EXERCISE BRIEF
Rewrite the listing below, swapping every "put a dot on" for "mark" and leaving everything else unchanged.

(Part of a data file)

────────

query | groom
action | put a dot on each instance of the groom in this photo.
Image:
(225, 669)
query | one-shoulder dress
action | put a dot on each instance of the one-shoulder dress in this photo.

────────

SOLUTION TO THE EXERCISE
query | groom
action | mark each instance of the groom in this photo.
Image:
(225, 669)
query | one-shoulder dress
action | mark each instance of the one-shoulder dress in this photo.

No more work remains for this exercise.